Records from a dataset:
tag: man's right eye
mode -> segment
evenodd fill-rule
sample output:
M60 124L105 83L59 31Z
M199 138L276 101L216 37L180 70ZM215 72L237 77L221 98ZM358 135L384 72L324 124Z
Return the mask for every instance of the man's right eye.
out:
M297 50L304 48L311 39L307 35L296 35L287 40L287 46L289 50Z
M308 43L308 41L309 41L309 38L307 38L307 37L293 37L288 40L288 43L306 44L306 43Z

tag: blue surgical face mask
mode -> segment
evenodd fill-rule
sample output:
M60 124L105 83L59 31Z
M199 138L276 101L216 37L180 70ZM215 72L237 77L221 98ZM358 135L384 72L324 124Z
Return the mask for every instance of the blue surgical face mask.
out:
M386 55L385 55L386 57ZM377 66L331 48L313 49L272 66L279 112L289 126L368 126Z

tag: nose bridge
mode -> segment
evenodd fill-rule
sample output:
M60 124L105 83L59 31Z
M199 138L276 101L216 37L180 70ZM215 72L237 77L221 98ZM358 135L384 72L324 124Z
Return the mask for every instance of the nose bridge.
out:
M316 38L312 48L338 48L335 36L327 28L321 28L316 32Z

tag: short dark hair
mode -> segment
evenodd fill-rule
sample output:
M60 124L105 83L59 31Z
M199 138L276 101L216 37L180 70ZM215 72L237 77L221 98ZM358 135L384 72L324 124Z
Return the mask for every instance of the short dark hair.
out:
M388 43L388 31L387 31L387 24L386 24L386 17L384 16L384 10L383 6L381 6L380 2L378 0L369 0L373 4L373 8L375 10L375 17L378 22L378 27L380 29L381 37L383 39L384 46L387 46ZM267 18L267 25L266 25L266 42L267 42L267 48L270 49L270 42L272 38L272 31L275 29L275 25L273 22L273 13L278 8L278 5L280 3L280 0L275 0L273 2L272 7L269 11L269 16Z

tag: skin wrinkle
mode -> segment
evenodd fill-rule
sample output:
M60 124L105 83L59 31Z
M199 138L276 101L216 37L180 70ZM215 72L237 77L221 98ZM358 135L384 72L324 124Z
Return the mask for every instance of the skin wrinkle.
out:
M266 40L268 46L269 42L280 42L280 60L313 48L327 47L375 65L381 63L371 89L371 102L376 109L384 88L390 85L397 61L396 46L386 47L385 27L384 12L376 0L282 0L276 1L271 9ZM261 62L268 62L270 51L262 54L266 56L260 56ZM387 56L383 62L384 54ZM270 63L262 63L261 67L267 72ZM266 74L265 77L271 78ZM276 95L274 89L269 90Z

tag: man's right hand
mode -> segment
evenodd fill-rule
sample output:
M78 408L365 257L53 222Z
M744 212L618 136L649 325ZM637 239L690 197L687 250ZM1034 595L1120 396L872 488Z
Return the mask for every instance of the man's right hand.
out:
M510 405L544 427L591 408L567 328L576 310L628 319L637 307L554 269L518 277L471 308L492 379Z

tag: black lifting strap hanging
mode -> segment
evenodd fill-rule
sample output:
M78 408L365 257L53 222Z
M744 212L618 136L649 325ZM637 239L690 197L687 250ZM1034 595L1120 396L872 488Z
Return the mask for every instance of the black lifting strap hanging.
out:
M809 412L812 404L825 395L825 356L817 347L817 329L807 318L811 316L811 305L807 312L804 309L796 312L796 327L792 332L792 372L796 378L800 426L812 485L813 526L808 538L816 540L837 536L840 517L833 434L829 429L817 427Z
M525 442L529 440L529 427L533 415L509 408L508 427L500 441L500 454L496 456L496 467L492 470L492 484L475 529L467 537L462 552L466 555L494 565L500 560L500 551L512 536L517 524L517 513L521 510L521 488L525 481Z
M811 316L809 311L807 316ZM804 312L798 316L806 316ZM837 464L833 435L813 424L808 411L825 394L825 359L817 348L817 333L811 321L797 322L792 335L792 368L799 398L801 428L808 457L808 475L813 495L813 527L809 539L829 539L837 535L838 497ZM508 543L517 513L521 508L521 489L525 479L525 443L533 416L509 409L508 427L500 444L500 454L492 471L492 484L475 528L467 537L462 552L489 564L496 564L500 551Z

WORK INSTRUCTIONS:
Would you repeat each of the lines above exactly?

RESPONSE BOX:
tag: man's right eye
mode -> segment
evenodd fill-rule
sample output:
M60 124L105 83L59 31Z
M199 138L276 101L216 37L180 70ZM215 72L237 77L221 98ZM358 135L384 72L324 124Z
Return the mask for every instance of the man's right eye.
out:
M297 50L304 48L311 39L307 35L296 35L287 40L287 46L289 50Z
M308 43L308 41L309 41L309 38L307 38L307 37L293 37L288 40L288 43L306 44L306 43Z

tag: blue surgical face mask
mode -> segment
evenodd fill-rule
sample output:
M60 124L105 83L59 31Z
M199 138L276 101L216 37L180 70ZM215 72L237 77L221 98ZM358 135L384 72L324 124Z
Return the mask for every instance of the blue surgical face mask.
out:
M386 55L385 55L386 57ZM377 66L331 48L313 49L272 66L279 112L289 126L368 126Z

tag: nose bridge
mode -> segment
evenodd fill-rule
sample output:
M60 124L105 83L59 31Z
M199 138L276 101L216 37L180 70ZM215 72L237 77L221 98ZM358 135L384 72L324 124Z
Return the mask for every instance of the nose bridge.
out:
M316 38L312 48L338 48L335 36L327 28L321 28L316 32Z

tag: short dark hair
mode -> segment
evenodd fill-rule
sample output:
M60 124L105 83L59 31Z
M199 138L276 101L216 37L180 70ZM215 72L237 77L221 98ZM358 135L384 72L324 124Z
Return the mask for every instance of the short dark hair.
out:
M388 43L388 31L387 31L387 24L386 24L386 17L384 16L384 10L383 6L381 6L380 2L378 0L369 0L373 4L373 8L375 10L375 17L378 22L378 27L380 29L381 37L383 39L384 46L387 46ZM267 18L267 25L266 25L266 42L267 42L267 48L270 49L270 42L272 38L272 31L275 29L275 25L273 22L273 13L278 8L278 5L280 3L280 0L275 0L273 2L272 7L269 11L269 16Z

tag: skin wrinkle
mode -> segment
evenodd fill-rule
sample output:
M60 124L105 83L59 31Z
M199 138L276 101L216 37L180 70ZM215 72L237 77L221 98ZM358 135L384 72L324 124Z
Return the mask for every instance of the skin wrinkle.
out:
M266 40L268 46L269 42L280 42L280 60L313 48L327 47L375 65L381 63L371 89L371 102L376 109L384 88L390 85L397 61L396 46L386 47L385 27L384 12L376 0L282 0L276 1L271 9ZM261 62L268 62L270 51L262 54L266 56L260 56ZM387 56L383 62L384 54ZM270 63L262 63L261 67L267 72ZM266 74L265 77L271 78ZM276 95L274 89L269 90Z

tag: man's right hand
mode -> segment
evenodd fill-rule
sample output:
M78 408L365 257L53 222Z
M744 212L618 136L649 325ZM637 239L690 197L687 250ZM1034 595L1120 396L872 488Z
Return the mask for every instance of the man's right hand.
out:
M510 405L544 427L591 408L567 328L576 310L628 319L637 307L554 269L518 277L471 308L492 379Z

tag: black lifting strap hanging
mode -> segment
evenodd fill-rule
sample output:
M78 408L365 257L53 222Z
M744 212L618 136L649 325ZM637 239L690 197L687 250ZM1034 595L1120 396L872 488Z
Return the mask for every instance of the black lifting strap hanging.
out:
M809 412L812 404L825 395L825 356L817 347L817 329L807 318L811 316L811 305L807 312L804 309L796 312L796 327L792 332L792 372L796 378L800 426L812 485L813 526L808 538L816 540L837 536L840 517L833 434L829 429L817 427Z
M525 442L529 440L529 427L533 415L509 408L508 427L500 441L500 454L496 456L496 467L492 470L492 484L475 529L467 537L462 552L466 555L494 565L500 560L500 551L512 536L517 524L517 513L521 510L521 488L525 481Z
M811 316L809 311L807 316ZM804 312L798 316L806 316ZM837 464L833 435L813 424L808 411L825 394L825 359L817 348L817 333L811 321L797 322L792 335L792 368L799 398L801 428L808 457L808 475L813 495L813 527L809 539L829 539L837 535L838 497ZM508 543L517 513L521 508L521 489L525 479L525 443L533 416L509 409L508 427L500 444L500 454L492 471L492 484L475 528L467 537L462 552L489 564L496 564L500 551Z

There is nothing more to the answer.